___ Recorded information ___

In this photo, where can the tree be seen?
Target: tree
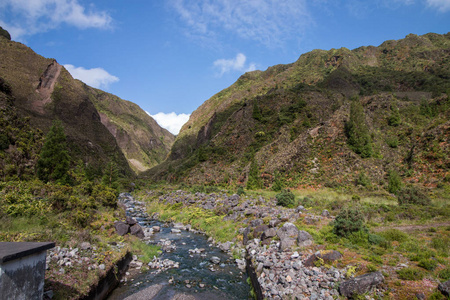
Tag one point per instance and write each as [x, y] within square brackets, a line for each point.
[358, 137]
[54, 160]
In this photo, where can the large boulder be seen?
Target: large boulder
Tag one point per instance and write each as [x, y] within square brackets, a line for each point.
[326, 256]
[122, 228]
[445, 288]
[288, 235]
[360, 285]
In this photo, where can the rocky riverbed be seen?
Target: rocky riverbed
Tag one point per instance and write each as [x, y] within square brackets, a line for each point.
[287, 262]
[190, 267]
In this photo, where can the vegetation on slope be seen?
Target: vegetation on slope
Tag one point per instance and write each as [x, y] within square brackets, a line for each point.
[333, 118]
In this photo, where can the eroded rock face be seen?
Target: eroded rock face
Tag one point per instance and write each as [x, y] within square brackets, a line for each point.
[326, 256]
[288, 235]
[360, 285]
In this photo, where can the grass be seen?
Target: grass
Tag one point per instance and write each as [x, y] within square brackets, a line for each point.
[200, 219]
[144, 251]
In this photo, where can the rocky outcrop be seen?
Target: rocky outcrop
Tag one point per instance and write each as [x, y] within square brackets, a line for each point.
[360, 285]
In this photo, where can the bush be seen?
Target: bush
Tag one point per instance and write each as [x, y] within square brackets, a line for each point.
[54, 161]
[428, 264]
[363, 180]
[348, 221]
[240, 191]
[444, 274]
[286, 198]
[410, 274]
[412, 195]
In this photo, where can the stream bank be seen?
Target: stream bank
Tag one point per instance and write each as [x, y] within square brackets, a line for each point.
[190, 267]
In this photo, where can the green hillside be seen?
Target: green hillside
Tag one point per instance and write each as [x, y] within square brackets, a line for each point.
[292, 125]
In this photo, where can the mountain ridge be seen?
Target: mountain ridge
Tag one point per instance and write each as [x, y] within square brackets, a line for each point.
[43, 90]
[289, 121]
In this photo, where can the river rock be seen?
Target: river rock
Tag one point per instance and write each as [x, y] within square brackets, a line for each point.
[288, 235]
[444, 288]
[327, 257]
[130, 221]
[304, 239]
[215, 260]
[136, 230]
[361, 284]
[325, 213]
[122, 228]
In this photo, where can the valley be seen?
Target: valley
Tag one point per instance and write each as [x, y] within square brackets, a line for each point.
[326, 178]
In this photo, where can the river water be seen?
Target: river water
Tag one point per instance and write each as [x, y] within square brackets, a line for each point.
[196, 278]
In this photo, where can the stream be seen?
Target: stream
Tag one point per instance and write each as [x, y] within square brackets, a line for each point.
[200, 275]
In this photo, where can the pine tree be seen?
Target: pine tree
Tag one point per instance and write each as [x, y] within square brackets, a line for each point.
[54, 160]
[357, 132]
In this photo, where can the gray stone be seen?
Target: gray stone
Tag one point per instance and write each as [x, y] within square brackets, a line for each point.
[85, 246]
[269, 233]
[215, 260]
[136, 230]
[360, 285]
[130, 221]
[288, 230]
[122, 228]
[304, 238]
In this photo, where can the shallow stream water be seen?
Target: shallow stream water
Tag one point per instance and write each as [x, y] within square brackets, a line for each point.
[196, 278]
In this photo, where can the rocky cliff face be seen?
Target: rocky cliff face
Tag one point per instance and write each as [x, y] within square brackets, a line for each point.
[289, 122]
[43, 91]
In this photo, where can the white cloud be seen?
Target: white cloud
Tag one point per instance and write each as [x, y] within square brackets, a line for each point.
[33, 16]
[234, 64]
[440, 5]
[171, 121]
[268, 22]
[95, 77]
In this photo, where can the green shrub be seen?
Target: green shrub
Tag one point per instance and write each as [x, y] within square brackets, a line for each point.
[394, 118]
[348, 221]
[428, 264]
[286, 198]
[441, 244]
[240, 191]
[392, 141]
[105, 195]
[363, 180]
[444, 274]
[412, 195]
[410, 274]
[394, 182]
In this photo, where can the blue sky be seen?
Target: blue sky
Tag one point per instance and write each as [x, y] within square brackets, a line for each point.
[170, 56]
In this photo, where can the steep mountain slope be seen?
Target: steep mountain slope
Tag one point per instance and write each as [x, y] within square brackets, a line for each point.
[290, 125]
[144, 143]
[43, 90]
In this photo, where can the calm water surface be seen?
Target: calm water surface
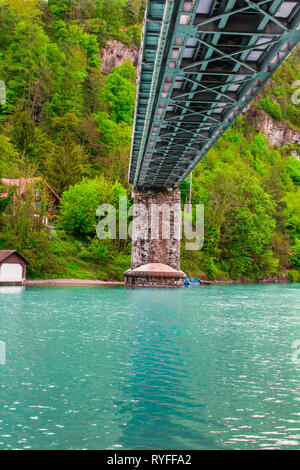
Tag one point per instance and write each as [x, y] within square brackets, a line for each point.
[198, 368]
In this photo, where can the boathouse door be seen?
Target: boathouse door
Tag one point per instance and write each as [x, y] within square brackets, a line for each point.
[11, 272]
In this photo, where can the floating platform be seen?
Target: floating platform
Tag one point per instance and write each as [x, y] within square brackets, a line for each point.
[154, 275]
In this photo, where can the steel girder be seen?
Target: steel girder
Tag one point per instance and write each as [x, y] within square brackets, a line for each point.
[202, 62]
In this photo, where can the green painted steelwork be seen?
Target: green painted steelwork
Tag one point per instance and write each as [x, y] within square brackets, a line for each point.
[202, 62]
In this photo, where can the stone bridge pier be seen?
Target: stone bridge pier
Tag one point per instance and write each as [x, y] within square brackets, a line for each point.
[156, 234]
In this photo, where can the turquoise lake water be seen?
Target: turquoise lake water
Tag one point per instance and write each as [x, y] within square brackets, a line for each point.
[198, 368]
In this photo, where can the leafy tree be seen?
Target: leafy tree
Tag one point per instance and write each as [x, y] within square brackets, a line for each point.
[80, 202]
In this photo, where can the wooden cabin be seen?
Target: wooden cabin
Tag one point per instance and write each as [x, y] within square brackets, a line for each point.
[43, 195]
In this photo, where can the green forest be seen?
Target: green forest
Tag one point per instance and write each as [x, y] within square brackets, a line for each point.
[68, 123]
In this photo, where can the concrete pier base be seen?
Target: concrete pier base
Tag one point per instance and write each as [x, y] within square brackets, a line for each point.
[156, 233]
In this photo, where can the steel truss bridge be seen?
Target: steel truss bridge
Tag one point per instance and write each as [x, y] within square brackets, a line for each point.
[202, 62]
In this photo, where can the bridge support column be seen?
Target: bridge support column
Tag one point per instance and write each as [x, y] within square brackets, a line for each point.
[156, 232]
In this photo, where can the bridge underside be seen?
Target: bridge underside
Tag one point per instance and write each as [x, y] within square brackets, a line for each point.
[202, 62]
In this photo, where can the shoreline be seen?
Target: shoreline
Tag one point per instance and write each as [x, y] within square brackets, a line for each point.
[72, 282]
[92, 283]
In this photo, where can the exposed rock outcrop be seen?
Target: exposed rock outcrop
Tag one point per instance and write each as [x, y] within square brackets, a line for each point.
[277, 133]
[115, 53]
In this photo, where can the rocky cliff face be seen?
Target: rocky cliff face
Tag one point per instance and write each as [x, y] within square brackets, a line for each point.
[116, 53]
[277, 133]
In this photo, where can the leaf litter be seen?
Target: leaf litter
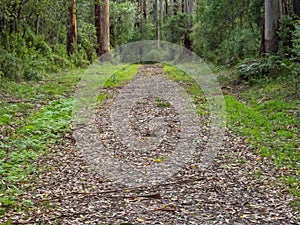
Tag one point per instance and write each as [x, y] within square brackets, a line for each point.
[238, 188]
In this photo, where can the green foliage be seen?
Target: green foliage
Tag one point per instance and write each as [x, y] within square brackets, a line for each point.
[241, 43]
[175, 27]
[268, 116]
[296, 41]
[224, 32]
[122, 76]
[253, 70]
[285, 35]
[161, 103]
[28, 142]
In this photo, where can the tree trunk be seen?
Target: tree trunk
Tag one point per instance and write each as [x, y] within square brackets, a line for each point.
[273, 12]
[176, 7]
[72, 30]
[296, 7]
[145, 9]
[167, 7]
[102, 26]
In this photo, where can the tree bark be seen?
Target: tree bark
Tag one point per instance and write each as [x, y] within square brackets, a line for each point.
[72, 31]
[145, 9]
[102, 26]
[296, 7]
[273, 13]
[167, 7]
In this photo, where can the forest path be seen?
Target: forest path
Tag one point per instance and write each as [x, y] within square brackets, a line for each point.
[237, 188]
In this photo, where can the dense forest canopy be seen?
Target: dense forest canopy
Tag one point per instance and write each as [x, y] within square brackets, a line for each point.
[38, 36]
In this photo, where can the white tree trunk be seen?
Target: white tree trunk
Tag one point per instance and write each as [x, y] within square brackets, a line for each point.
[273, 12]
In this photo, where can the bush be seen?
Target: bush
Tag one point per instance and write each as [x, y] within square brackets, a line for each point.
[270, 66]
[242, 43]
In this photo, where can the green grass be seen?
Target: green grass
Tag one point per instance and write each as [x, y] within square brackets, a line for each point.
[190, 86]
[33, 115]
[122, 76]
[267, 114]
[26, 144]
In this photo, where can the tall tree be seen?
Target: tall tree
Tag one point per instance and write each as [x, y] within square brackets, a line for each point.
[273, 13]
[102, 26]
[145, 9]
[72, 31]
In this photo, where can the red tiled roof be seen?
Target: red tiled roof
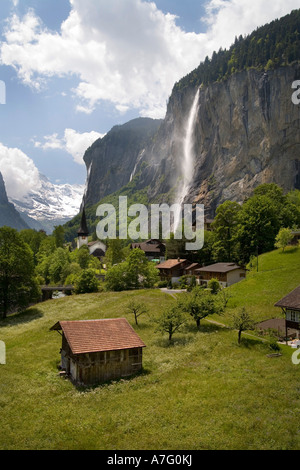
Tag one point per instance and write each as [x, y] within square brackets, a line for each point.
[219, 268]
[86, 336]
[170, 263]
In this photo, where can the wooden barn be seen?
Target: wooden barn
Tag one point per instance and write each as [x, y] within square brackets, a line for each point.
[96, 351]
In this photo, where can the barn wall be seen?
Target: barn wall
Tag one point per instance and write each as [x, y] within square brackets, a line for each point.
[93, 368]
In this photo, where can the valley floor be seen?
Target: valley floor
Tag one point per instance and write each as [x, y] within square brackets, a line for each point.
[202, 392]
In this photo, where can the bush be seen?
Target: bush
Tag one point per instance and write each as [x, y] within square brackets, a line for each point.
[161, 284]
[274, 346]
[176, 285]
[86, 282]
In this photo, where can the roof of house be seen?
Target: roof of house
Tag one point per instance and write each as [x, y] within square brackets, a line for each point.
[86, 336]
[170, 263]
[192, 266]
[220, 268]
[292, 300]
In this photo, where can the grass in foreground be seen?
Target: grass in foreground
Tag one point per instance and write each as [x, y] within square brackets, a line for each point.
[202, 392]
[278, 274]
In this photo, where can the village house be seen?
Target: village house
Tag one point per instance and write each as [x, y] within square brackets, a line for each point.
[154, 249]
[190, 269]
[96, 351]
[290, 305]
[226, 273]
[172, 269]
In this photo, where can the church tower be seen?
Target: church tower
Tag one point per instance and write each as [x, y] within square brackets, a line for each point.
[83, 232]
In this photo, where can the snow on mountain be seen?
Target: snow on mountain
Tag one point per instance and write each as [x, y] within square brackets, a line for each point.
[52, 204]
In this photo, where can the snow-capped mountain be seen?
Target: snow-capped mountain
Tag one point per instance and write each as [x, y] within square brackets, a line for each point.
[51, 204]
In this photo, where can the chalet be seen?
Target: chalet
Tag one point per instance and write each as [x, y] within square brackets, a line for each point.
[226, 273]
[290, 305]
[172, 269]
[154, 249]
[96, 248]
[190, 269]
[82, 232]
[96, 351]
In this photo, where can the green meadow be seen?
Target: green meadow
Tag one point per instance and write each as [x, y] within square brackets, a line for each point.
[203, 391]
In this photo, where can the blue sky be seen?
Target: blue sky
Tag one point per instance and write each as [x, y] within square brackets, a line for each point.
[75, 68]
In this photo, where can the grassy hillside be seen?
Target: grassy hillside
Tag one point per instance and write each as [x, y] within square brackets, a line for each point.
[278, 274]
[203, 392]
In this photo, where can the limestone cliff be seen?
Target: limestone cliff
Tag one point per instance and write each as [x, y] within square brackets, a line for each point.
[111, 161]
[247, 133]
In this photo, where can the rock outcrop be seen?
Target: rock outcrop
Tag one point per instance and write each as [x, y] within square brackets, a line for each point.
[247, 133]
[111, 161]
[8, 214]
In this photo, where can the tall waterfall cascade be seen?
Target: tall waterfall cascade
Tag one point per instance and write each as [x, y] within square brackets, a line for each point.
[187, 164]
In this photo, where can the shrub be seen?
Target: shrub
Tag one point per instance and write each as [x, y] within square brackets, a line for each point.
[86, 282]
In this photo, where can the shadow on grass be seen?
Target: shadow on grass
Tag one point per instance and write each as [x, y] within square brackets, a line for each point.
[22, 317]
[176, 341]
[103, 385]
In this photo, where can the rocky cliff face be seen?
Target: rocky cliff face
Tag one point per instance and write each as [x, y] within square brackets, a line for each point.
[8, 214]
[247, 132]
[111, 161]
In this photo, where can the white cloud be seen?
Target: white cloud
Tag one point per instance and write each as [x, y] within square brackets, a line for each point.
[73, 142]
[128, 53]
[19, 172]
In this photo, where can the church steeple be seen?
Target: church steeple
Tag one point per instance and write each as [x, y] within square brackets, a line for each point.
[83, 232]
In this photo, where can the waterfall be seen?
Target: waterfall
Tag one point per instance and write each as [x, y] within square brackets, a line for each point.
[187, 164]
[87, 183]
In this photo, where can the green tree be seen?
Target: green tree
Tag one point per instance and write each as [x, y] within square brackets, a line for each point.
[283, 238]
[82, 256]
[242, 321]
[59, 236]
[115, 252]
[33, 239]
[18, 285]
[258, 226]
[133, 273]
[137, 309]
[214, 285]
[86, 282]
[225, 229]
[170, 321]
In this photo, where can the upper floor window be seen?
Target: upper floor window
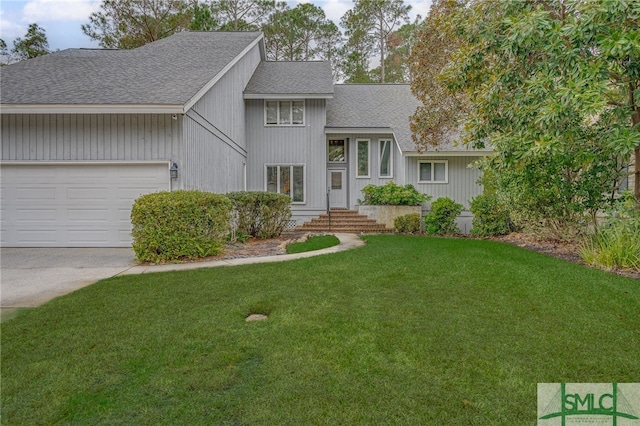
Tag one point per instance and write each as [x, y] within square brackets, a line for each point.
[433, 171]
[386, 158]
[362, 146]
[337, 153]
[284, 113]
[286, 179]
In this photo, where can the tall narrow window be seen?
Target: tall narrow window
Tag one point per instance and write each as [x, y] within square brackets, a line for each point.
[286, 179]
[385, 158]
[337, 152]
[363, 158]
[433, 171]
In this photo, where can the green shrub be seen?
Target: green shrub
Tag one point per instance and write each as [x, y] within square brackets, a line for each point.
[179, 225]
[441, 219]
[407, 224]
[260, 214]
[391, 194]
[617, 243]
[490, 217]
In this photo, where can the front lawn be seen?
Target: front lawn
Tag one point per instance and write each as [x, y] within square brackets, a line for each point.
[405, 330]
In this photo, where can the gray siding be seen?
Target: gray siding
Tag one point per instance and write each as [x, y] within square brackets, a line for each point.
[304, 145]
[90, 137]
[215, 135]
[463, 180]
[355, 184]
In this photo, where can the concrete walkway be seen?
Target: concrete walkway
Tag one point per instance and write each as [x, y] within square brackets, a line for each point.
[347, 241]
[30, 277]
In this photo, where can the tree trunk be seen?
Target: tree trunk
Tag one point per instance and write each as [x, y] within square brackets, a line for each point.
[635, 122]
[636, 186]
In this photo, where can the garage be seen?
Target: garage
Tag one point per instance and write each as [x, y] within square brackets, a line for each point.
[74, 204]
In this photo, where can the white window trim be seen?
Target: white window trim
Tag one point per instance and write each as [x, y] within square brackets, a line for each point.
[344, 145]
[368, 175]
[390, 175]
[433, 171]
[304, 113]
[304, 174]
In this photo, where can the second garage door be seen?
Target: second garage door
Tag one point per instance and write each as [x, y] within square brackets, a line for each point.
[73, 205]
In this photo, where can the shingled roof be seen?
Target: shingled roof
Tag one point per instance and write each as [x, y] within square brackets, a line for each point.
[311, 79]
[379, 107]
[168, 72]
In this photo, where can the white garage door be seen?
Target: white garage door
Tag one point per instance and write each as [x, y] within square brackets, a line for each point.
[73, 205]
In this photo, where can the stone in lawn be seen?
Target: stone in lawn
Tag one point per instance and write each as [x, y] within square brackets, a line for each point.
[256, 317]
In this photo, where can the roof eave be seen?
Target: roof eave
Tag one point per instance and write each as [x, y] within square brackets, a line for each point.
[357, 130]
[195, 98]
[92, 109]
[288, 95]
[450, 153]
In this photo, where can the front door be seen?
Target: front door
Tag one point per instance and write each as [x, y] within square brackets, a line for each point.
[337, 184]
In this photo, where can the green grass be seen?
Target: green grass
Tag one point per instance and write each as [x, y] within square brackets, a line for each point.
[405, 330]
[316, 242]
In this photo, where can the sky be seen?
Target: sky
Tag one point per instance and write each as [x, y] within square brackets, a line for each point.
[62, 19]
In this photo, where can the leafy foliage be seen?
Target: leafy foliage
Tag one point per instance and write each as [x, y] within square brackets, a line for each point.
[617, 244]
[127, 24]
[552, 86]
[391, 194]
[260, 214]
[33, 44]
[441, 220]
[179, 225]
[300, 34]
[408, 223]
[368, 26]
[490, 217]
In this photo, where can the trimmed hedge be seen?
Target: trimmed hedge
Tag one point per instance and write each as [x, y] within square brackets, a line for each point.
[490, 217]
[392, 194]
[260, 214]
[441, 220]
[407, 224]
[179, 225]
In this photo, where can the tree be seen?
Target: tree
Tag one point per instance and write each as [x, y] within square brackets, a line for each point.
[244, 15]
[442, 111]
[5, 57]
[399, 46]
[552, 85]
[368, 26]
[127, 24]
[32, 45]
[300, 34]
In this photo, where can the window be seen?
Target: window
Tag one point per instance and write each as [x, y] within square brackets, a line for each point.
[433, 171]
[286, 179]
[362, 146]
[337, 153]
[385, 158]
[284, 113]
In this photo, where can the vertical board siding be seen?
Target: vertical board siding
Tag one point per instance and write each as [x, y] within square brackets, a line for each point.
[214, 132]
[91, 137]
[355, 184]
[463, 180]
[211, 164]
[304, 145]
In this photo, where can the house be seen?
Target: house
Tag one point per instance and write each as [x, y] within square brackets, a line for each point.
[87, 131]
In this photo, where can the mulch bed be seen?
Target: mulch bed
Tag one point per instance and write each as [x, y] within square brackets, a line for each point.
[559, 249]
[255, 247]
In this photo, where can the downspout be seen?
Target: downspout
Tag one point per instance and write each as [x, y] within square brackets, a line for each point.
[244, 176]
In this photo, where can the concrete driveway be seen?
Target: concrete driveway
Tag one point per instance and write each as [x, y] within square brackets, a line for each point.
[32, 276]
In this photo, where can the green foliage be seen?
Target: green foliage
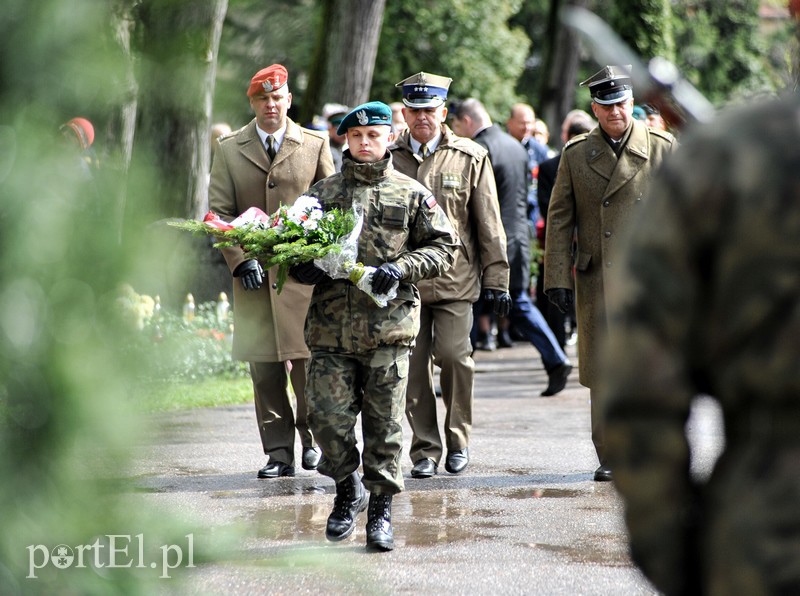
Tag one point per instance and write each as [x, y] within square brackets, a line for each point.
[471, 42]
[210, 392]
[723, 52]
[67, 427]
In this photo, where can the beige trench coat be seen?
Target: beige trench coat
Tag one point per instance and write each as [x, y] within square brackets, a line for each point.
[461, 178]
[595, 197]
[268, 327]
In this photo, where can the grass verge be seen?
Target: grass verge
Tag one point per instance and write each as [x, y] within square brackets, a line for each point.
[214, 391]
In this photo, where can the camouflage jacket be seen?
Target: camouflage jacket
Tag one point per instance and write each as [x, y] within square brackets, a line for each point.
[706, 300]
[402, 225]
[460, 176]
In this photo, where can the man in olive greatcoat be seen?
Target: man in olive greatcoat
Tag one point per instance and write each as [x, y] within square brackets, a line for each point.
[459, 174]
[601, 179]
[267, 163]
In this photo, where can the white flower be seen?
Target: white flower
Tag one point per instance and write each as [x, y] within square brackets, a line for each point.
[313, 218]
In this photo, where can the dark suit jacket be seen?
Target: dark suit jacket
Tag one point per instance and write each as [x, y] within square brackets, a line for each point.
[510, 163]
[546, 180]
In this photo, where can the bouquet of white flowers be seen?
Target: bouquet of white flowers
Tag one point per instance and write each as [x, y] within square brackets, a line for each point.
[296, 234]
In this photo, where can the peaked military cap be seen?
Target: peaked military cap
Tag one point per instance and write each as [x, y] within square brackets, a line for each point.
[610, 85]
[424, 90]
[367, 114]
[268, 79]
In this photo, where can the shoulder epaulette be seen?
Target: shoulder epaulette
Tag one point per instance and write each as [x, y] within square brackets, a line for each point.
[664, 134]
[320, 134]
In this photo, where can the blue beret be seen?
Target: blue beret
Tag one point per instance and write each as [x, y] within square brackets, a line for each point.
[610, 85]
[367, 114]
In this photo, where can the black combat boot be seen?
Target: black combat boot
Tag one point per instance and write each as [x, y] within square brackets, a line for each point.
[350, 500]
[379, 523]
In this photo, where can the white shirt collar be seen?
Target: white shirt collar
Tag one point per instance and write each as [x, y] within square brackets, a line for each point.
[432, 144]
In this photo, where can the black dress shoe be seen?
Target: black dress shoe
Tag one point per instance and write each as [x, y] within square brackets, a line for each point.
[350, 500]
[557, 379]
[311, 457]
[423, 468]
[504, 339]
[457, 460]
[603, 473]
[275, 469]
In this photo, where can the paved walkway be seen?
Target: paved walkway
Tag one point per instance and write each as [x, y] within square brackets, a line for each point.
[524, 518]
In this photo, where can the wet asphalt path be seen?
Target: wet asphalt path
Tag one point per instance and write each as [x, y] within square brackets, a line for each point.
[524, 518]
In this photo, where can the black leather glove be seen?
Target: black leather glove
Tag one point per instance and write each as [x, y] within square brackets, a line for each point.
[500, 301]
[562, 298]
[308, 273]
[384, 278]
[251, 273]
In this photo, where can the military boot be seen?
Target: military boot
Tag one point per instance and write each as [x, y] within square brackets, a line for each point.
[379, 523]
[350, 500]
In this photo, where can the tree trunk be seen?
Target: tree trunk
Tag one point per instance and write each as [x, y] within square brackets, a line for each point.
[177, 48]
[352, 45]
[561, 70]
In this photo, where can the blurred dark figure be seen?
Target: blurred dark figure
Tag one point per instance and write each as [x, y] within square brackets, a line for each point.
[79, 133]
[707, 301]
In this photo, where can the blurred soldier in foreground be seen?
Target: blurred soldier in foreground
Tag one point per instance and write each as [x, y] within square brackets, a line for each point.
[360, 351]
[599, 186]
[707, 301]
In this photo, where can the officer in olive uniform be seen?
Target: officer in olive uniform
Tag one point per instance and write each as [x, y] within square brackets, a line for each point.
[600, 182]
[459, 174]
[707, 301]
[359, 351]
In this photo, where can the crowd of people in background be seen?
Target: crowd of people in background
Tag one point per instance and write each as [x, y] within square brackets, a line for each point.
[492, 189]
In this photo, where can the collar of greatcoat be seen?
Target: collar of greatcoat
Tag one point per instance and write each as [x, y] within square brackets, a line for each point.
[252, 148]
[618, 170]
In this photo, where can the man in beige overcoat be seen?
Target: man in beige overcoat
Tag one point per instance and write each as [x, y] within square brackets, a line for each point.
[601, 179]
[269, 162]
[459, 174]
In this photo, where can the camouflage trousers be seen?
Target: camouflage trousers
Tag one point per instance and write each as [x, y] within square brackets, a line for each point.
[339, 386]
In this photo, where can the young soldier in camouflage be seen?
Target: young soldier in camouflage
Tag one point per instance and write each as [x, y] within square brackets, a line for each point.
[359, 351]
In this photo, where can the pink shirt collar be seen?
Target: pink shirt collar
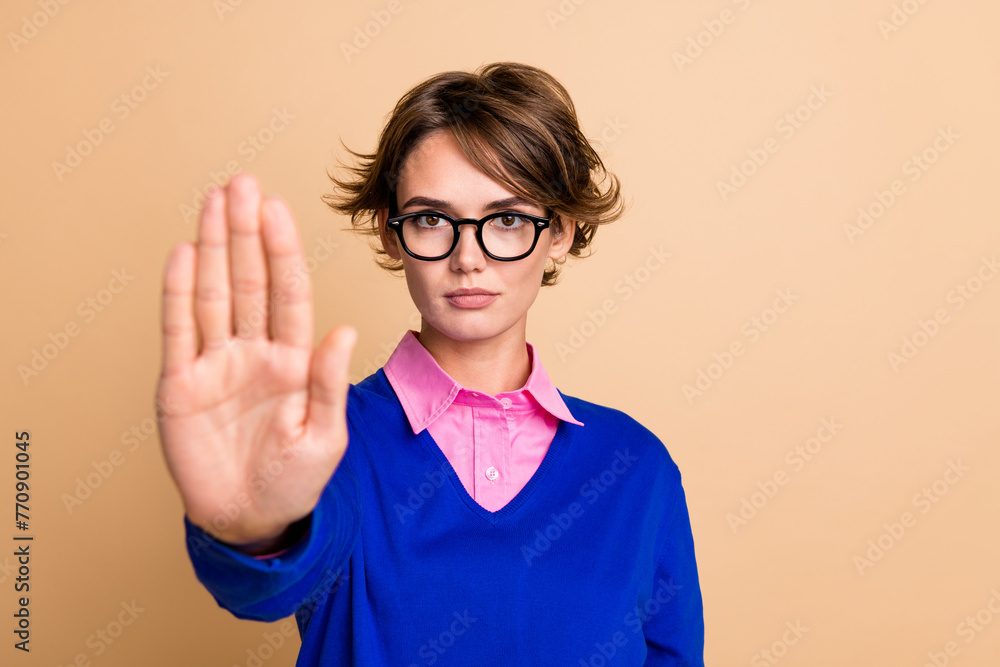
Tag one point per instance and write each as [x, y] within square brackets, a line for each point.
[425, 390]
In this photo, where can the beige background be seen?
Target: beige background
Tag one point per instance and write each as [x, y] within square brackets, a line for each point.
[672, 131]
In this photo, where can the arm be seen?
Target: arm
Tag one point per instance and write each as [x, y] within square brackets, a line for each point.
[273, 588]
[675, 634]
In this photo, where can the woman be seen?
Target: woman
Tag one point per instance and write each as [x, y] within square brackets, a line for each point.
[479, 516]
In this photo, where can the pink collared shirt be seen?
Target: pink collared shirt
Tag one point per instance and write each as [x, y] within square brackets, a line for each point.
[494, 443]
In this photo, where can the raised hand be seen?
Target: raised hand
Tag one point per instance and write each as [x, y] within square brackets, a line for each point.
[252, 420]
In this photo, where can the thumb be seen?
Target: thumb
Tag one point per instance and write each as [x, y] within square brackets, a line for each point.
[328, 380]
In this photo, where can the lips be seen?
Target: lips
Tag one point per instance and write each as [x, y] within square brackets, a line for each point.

___

▶ [Task objective] Among the records above, only the lines between the line holding "Target: grassy hillside" and the line holding "In this photo, where can the rock outcrop", inclusive, are to be output, exactly as written.

▶ [Solution below]
Target: grassy hillside
Tag one point per instance and write each as [x, y] within square brackets, a line for each point.
[278, 274]
[203, 392]
In this photo, where can the limestone cliff be seen?
Target: limestone cliff
Tag one point per instance and write each as [x, y] within square brackets, a line for each point.
[111, 161]
[247, 133]
In this photo, where can the rock outcrop be seen?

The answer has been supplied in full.